● **Data section**
>>>>

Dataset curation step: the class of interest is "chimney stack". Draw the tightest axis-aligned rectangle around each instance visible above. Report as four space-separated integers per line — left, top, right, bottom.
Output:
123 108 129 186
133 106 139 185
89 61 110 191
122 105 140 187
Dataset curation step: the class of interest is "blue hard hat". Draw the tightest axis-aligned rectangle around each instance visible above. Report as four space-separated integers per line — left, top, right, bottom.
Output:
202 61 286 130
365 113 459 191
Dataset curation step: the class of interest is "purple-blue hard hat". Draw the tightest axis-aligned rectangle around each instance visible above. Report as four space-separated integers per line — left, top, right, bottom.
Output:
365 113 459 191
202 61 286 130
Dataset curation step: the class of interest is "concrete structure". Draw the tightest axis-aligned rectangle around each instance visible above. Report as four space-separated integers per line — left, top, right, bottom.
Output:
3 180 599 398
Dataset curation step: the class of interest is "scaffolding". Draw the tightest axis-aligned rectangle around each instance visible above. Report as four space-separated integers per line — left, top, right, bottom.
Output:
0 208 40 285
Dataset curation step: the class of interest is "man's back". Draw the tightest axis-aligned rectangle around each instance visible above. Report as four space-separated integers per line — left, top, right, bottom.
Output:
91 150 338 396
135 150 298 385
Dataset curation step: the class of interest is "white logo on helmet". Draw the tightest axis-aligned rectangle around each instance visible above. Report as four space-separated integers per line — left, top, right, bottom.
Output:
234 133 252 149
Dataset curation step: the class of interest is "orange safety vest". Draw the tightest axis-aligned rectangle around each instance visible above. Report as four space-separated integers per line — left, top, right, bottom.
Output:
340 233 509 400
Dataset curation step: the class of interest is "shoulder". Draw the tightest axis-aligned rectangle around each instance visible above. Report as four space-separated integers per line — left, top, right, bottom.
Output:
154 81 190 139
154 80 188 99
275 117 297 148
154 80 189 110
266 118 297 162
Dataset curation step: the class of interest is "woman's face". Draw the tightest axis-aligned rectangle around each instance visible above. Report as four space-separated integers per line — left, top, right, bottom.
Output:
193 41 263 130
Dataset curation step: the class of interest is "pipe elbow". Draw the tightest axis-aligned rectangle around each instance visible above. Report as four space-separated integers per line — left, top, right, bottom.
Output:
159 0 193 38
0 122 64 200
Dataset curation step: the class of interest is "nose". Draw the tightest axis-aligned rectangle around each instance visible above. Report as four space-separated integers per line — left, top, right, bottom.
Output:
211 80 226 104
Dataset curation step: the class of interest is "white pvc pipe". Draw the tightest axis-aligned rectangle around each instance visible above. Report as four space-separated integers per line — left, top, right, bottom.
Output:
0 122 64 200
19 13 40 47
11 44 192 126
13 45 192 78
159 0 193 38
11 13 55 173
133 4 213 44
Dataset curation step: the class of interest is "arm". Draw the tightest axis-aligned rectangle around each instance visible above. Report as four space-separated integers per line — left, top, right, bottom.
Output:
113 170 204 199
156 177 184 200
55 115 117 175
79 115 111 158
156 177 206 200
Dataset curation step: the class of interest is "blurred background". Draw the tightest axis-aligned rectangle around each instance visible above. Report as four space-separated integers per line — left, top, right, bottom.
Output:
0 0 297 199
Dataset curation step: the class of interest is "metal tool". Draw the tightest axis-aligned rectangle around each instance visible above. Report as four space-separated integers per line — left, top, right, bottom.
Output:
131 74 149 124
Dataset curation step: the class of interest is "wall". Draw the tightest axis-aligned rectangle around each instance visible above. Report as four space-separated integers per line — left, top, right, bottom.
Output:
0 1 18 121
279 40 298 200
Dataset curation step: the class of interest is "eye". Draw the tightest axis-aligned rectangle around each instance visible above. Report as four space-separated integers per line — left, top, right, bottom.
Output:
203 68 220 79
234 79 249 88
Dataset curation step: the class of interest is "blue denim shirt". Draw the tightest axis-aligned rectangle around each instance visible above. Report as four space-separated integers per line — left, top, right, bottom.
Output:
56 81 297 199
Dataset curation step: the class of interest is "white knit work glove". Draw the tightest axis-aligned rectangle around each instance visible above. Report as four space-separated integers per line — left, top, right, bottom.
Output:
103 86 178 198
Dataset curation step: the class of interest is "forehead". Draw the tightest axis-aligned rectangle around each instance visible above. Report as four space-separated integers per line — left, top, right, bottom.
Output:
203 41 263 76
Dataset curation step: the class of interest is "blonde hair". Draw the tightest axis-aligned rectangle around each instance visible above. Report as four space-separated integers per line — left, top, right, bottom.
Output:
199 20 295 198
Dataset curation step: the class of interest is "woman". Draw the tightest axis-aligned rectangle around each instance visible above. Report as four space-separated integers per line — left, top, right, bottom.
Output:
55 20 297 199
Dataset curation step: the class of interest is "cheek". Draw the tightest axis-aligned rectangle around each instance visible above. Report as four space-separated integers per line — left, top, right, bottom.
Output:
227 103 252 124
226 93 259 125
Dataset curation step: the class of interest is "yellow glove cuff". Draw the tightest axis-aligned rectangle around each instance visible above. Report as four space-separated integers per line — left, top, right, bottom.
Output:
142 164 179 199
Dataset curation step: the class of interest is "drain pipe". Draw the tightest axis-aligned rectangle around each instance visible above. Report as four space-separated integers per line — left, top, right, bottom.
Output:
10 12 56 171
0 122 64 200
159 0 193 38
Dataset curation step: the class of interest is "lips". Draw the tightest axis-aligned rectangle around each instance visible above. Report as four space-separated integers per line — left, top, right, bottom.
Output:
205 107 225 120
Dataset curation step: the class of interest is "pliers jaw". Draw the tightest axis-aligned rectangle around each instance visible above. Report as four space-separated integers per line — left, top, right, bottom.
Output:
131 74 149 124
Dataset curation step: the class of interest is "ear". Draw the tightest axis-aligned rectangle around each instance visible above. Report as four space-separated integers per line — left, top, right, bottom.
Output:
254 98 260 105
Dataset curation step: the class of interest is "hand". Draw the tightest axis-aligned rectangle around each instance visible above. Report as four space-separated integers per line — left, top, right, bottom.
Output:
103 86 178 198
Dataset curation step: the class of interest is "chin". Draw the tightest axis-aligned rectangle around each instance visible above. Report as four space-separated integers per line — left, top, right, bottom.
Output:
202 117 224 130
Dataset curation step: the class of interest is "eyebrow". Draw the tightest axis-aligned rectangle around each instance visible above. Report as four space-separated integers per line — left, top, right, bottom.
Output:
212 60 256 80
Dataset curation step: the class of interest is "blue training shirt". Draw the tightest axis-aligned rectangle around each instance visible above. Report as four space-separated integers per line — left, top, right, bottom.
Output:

<<<<

● **What the task asks**
The answer must be a single number: the count of lines above that contain "white".

● **Result of this exercise**
3